[HOW TO COMPLETE THIS TASK]:
What is wanted is the line holding "label the blurred" and every later line through the end of the entries, set down exactly.
PROVIDED MATERIAL below:
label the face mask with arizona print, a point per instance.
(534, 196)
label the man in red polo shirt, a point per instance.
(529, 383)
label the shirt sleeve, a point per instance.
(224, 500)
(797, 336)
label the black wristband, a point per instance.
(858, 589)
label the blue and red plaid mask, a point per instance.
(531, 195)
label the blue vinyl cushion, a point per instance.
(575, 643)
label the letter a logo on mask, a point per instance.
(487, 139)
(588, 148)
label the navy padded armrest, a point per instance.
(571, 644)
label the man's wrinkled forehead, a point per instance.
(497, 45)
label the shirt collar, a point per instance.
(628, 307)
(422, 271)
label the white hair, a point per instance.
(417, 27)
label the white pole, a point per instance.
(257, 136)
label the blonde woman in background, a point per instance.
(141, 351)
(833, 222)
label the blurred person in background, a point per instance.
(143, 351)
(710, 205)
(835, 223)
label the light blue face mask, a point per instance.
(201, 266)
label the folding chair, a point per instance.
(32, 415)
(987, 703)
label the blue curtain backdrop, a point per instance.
End of PROVIDED MATERIAL.
[SOLUTION BELOW]:
label the blurred person in background, a point per instance.
(143, 351)
(710, 205)
(835, 223)
label the light blue face mask, a point per instance.
(201, 266)
label the folding chair, a point per instance.
(32, 415)
(987, 703)
label the blue curtain backdrop, a point per instance.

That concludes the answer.